**Task details:** Output the entries underneath exactly as they are.

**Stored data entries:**
+++++

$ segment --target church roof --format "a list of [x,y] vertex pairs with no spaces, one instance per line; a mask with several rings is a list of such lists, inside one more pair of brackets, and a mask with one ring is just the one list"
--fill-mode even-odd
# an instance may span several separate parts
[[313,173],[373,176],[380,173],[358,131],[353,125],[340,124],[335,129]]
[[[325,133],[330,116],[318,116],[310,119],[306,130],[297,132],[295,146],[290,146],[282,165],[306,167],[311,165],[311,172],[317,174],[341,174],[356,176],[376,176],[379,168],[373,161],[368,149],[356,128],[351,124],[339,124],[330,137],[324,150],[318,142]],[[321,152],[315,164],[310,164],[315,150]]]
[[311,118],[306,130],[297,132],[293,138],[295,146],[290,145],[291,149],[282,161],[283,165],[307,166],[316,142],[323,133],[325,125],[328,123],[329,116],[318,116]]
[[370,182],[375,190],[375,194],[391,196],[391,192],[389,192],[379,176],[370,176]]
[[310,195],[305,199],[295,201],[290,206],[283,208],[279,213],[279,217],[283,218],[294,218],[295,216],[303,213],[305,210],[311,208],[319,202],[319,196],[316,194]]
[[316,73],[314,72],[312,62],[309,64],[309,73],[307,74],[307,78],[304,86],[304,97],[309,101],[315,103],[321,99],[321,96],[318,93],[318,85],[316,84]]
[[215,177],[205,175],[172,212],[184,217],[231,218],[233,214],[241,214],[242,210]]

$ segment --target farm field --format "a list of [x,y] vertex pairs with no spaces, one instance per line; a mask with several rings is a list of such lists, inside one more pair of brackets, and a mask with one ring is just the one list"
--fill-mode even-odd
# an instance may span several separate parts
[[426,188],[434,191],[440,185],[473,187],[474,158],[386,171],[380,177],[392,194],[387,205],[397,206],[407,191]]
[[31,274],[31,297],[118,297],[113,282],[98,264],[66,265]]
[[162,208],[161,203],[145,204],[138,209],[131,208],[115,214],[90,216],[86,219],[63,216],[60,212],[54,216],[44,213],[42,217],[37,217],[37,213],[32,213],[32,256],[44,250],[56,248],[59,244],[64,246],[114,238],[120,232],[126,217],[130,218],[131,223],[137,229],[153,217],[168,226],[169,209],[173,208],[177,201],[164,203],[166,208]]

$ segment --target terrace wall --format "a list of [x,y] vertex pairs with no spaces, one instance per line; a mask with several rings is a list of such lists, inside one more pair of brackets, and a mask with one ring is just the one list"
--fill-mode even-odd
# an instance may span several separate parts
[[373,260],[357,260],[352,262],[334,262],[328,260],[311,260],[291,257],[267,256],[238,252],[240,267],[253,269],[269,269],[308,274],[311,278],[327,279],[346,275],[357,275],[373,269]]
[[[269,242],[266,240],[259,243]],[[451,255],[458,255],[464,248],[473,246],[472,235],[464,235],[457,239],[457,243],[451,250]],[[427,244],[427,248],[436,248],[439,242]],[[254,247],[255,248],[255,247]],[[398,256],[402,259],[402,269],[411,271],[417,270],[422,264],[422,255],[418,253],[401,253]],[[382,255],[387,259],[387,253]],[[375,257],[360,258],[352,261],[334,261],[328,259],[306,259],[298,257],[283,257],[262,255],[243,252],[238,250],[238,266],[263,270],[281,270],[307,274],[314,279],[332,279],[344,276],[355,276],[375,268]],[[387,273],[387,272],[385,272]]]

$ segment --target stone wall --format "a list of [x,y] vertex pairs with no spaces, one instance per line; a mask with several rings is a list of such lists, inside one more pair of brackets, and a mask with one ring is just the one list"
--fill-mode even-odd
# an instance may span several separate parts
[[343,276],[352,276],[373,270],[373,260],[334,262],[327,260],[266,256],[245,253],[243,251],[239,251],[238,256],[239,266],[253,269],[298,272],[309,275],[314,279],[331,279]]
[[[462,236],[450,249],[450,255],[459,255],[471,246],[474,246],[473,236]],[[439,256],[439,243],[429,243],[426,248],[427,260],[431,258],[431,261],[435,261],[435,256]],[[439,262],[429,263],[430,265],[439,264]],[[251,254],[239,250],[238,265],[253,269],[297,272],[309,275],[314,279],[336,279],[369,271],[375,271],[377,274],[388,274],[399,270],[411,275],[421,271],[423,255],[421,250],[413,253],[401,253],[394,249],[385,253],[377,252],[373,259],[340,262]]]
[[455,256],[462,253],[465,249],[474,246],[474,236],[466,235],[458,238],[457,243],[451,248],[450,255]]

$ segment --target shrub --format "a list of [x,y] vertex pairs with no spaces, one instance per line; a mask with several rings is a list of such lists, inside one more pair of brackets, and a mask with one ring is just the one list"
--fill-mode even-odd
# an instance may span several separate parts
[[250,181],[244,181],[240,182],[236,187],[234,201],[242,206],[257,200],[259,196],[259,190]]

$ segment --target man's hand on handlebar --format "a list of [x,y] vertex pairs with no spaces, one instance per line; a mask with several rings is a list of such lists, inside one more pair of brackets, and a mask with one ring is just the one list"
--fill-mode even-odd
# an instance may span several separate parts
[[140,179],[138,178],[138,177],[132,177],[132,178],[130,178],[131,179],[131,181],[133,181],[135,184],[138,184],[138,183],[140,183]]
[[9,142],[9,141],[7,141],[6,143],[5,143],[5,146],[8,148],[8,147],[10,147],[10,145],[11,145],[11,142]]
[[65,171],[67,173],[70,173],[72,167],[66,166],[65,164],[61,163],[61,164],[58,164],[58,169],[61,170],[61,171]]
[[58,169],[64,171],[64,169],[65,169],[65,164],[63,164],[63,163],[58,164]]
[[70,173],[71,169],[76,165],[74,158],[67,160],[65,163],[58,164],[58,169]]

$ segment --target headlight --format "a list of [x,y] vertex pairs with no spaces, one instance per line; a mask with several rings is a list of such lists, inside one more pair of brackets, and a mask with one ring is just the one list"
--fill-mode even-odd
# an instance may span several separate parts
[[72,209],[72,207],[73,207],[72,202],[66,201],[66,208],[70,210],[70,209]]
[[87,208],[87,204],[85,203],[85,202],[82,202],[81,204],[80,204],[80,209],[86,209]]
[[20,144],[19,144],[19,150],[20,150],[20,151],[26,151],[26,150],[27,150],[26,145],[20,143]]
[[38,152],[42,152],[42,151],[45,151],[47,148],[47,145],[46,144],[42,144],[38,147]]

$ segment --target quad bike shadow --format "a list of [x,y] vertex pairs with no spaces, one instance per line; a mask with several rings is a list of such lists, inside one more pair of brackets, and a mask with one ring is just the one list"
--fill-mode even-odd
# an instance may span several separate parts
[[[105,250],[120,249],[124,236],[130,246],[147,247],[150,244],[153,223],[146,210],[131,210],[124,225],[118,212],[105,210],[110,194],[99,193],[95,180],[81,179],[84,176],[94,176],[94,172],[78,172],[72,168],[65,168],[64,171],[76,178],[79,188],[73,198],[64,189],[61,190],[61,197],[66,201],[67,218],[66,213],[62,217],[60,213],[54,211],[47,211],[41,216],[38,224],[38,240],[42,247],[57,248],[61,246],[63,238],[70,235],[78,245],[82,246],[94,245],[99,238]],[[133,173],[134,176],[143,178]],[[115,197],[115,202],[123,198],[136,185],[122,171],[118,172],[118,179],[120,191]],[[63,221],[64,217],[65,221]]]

+++++

**Your solution:**
$ segment --target church roof --format "a list of [x,y] vertex pairs with no spaces, one instance per line; a mask with several rings is a list of such lists, inside one more pair of brackets, and a mask with one ring is just the one list"
--fill-mode even-odd
# an instance may span several separate parts
[[313,173],[373,176],[380,173],[358,131],[353,125],[340,124],[335,129]]
[[[325,133],[330,116],[318,116],[310,119],[306,130],[297,132],[295,146],[290,146],[282,165],[306,167],[311,165],[311,172],[317,174],[341,174],[356,176],[376,176],[379,168],[373,161],[368,149],[356,128],[351,124],[339,124],[330,137],[324,150],[318,142]],[[321,152],[315,164],[310,164],[315,150]]]
[[311,118],[306,130],[297,132],[293,138],[295,146],[290,145],[291,149],[282,161],[283,165],[307,166],[316,142],[323,133],[325,125],[328,123],[329,116],[318,116]]
[[370,182],[375,190],[375,194],[391,196],[391,192],[389,192],[379,176],[370,176]]
[[310,195],[305,199],[295,201],[290,206],[283,208],[279,213],[279,217],[283,218],[294,218],[295,216],[303,213],[305,210],[311,208],[319,202],[319,196],[316,194]]
[[316,73],[314,72],[312,62],[309,64],[309,73],[307,74],[307,78],[304,86],[304,97],[309,101],[315,103],[321,99],[321,96],[318,93],[318,85],[316,84]]
[[215,177],[205,175],[172,212],[184,217],[231,218],[233,214],[241,214],[242,210]]

$ segment --target farm field --format "a list of [x,y] vertex pairs with no spaces, one instance per line; a mask with several rings is a list of such lists, inside one more pair of brackets, and a mask with one ring is just the one list"
--fill-mode even-odd
# an instance may span several separate parts
[[426,188],[434,191],[440,185],[473,187],[474,158],[386,171],[380,177],[392,194],[387,205],[397,206],[407,191]]
[[31,274],[31,297],[118,297],[113,282],[98,264],[66,265]]
[[162,208],[161,203],[145,204],[138,209],[131,208],[115,214],[90,216],[86,219],[63,216],[60,212],[54,216],[44,213],[42,217],[37,217],[37,213],[32,213],[32,256],[44,250],[56,248],[59,244],[64,246],[114,238],[120,232],[126,217],[130,218],[131,223],[137,229],[153,217],[168,226],[169,209],[173,208],[177,201],[164,203],[166,208]]

$ segment --target terrace wall --format "a list of [x,y] vertex pairs with no spaces, one instance per line; a mask with several rings is a list of such lists, inside one more pair of brackets, and a mask with one ring is just the one list"
--fill-mode even-odd
# an instance may span several separate parts
[[373,260],[357,260],[352,262],[334,262],[328,260],[311,260],[291,257],[267,256],[238,252],[240,267],[253,269],[269,269],[308,274],[311,278],[327,279],[346,275],[357,275],[373,269]]
[[[269,242],[266,240],[259,243]],[[451,255],[458,255],[464,248],[473,246],[472,235],[464,235],[457,239],[457,243],[451,250]],[[427,244],[427,248],[436,248],[439,242]],[[254,247],[255,248],[255,247]],[[398,256],[402,259],[402,269],[411,271],[417,270],[422,264],[422,255],[418,253],[401,253]],[[382,255],[387,259],[387,253]],[[375,257],[360,258],[352,261],[334,261],[328,259],[306,259],[298,257],[283,257],[262,255],[243,252],[238,250],[238,266],[263,270],[281,270],[307,274],[314,279],[332,279],[344,276],[355,276],[375,268]],[[387,273],[387,272],[385,272]]]

$ segment --target stone wall --format "a list of [x,y] vertex pairs with no spaces, one instance per line; a mask with several rings is a list of such lists, inside one more pair of brackets, and a mask with one ring is just the one list"
--fill-mode even-odd
# an instance may span several separate parts
[[343,276],[352,276],[373,270],[373,260],[334,262],[327,260],[266,256],[245,253],[243,251],[239,251],[238,256],[239,266],[253,269],[298,272],[309,275],[314,279],[331,279]]
[[[462,236],[450,249],[450,255],[459,255],[471,246],[474,246],[473,236]],[[439,256],[439,243],[429,243],[426,248],[427,260],[431,258],[431,261],[435,261],[435,256]],[[439,262],[429,263],[430,265],[439,264]],[[251,254],[239,250],[238,265],[253,269],[297,272],[309,275],[314,279],[336,279],[369,271],[375,271],[377,274],[388,274],[399,270],[411,275],[421,271],[423,255],[421,250],[413,253],[401,253],[394,249],[385,253],[377,252],[373,259],[340,262]]]
[[455,256],[462,253],[465,249],[474,246],[474,236],[466,235],[458,238],[457,243],[451,248],[450,255]]

$ segment --target shrub --format "a list of [x,y] vertex pairs with no spaces, one instance per line; a mask with several rings is a list of such lists, inside one more pair of brackets, and a mask with one ring is just the one list"
--fill-mode even-odd
# an instance may span several separate parts
[[250,181],[244,181],[240,182],[236,187],[234,201],[242,206],[257,200],[259,196],[259,190]]

$ segment --target man's hand on handlebar --format "a list of [x,y] vertex pairs with no spaces, one instance per line; a mask with several rings is a list of such lists, inside one more pair of brackets, and a mask with one ring is just the one list"
--fill-mode even-odd
# an instance may span several separate parts
[[140,179],[138,178],[138,177],[132,177],[132,178],[130,178],[131,179],[131,181],[133,181],[135,184],[138,184],[138,183],[140,183]]
[[9,142],[9,141],[7,141],[6,143],[5,143],[5,146],[8,148],[8,147],[10,147],[10,145],[11,145],[11,142]]
[[65,171],[67,173],[70,173],[72,167],[66,166],[65,164],[61,163],[61,164],[58,164],[58,169],[61,170],[61,171]]
[[58,169],[64,171],[64,169],[65,169],[65,164],[63,164],[63,163],[58,164]]
[[70,173],[71,169],[76,165],[74,158],[67,160],[65,163],[58,164],[58,169]]

$ segment --target headlight --format "a list of [x,y] vertex pairs with no spaces, one instance per line; a mask with several rings is a list of such lists, inside one more pair of brackets, and a mask with one ring is just the one list"
--fill-mode even-odd
# an instance may span several separate parts
[[72,209],[72,207],[73,207],[72,202],[66,201],[66,208],[70,210],[70,209]]
[[87,208],[87,204],[85,203],[85,202],[82,202],[81,204],[80,204],[80,209],[86,209]]
[[20,144],[19,144],[19,150],[20,150],[20,151],[26,151],[26,150],[27,150],[26,145],[20,143]]
[[38,152],[42,152],[42,151],[45,151],[47,148],[47,145],[46,144],[42,144],[38,147]]

$ segment --target quad bike shadow --format "a list of [x,y] vertex pairs with no spaces, one instance per line; a mask with several rings is a list of such lists, inside one more pair of brackets, and a mask with one ring is just the one list"
--fill-mode even-odd
# an instance may span several separate parts
[[[105,250],[120,249],[124,236],[130,246],[147,247],[150,244],[153,223],[146,210],[131,210],[124,225],[118,212],[105,210],[110,194],[99,193],[95,180],[81,179],[84,176],[94,176],[94,172],[78,172],[72,168],[65,168],[64,171],[76,178],[79,188],[73,198],[64,189],[61,190],[61,197],[66,201],[67,218],[66,213],[62,217],[60,213],[54,211],[47,211],[41,216],[38,224],[38,240],[42,247],[57,248],[61,246],[63,238],[70,235],[78,245],[82,246],[94,245],[99,238]],[[133,173],[134,176],[143,178]],[[115,197],[115,202],[123,198],[136,185],[122,171],[118,172],[118,179],[120,191]],[[63,221],[64,217],[65,221]]]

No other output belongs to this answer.